**** Input records

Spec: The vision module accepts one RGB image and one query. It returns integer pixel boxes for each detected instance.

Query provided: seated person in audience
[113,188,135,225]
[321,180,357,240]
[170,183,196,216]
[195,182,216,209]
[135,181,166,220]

********

= Exercise requirements =
Give these records as a two-column CSV with the header input,output and one row per record. Enclose each field in double quotes and replace any line breaks with spaces.

= Answer to the task =
input,output
"Spec: The vision module accepts one RGB image and one query. It returns integer pixel boxes for each detected instance. Query provided: seated person in audience","[113,188,135,225] [321,180,357,240] [170,183,196,216] [195,182,216,209] [135,181,166,220]"